▸ TO-DO ITEM
Collect every line in the rows below that contains the string "clicks".

[Dataset records]
____________________

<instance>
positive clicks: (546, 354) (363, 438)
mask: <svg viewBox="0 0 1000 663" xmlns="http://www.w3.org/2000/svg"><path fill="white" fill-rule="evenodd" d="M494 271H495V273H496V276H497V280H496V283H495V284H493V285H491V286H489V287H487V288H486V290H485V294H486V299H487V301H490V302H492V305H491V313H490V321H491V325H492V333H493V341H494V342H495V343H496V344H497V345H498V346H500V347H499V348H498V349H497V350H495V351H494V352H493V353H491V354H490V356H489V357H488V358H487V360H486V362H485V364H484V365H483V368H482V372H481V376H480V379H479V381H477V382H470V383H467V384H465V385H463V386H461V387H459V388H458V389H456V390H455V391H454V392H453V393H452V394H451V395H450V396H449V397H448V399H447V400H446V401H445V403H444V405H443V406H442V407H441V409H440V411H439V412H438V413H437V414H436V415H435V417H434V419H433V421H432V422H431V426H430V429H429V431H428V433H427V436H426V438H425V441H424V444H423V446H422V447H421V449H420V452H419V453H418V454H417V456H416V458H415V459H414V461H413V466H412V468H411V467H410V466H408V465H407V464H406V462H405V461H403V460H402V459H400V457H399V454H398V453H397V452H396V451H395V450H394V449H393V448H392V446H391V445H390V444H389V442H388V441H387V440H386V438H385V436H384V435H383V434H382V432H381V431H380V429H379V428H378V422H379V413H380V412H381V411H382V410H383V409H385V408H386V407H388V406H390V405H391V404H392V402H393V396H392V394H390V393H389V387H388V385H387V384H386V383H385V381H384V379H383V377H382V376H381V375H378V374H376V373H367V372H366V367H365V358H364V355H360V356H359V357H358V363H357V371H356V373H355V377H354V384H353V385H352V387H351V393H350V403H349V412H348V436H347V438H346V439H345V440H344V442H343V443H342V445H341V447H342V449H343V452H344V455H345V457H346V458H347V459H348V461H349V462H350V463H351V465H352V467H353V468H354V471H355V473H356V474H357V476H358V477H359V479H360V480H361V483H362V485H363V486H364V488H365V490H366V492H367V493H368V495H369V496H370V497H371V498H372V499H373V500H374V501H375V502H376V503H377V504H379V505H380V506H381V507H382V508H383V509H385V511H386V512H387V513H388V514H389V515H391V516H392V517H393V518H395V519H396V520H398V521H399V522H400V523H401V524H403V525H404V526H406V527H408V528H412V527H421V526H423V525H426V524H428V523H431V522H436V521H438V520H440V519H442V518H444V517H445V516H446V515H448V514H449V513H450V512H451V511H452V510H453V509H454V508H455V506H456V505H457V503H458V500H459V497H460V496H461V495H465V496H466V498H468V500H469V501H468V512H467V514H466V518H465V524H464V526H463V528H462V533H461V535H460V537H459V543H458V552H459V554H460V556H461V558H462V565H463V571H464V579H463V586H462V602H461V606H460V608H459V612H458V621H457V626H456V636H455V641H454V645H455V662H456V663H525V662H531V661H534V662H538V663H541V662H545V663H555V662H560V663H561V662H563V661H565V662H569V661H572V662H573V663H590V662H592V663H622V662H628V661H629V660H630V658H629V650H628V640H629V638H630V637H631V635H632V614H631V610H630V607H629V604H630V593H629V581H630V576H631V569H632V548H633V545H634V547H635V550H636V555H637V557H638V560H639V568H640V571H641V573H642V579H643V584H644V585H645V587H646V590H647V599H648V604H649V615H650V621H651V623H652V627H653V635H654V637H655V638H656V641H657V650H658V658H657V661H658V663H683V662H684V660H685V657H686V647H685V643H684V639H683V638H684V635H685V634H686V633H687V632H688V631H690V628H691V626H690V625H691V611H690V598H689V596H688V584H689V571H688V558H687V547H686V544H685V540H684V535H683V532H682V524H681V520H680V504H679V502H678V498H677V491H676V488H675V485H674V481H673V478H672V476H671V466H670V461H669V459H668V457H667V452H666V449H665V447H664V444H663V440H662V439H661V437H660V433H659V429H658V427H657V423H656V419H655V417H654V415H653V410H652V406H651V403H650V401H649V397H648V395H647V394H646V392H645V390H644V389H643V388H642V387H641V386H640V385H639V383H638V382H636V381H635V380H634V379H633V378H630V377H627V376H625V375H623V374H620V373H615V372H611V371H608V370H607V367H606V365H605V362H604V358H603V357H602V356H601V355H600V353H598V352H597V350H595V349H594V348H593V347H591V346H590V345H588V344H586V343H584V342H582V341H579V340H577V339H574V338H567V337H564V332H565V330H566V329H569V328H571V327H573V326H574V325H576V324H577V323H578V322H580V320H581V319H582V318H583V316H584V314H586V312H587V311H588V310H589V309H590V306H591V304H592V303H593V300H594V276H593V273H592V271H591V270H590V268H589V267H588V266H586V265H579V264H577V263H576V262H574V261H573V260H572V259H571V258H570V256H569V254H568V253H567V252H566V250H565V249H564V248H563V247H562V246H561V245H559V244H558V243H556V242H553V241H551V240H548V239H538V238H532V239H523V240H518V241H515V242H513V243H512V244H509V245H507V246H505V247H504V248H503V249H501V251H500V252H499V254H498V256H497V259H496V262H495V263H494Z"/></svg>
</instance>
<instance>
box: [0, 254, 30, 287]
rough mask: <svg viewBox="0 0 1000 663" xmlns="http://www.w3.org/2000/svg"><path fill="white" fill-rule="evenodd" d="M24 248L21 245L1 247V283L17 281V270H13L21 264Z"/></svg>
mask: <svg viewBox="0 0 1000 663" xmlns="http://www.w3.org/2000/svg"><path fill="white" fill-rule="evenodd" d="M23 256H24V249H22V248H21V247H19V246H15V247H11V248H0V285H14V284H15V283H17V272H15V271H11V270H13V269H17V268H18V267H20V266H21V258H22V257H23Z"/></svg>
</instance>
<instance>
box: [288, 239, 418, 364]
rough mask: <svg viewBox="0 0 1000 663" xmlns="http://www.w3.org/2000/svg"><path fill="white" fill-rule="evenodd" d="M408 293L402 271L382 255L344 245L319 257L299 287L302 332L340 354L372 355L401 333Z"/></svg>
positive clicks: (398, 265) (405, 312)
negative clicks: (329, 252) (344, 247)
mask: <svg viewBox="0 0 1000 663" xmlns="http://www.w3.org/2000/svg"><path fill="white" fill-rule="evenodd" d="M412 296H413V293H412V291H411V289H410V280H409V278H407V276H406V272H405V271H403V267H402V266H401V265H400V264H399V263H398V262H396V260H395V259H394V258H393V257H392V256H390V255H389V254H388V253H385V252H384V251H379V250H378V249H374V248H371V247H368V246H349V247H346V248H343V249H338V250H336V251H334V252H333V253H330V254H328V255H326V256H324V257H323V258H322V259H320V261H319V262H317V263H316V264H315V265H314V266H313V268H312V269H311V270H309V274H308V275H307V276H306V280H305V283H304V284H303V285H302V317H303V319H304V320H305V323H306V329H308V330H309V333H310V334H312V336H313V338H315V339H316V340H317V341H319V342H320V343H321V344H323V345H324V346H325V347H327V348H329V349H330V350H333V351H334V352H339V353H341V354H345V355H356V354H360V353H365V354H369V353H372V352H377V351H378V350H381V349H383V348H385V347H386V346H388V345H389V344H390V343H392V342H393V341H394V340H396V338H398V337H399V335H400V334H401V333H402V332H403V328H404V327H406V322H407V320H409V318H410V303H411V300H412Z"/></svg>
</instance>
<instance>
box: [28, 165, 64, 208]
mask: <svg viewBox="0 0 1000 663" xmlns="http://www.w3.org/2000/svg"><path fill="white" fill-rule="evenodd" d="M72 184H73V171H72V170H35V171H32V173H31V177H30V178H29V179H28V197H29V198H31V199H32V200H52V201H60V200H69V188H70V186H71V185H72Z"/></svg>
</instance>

____________________

▸ OUTPUT FOR THIS EXERCISE
positive clicks: (546, 354) (363, 438)
positive clicks: (398, 265) (405, 312)
negative clicks: (329, 252) (344, 247)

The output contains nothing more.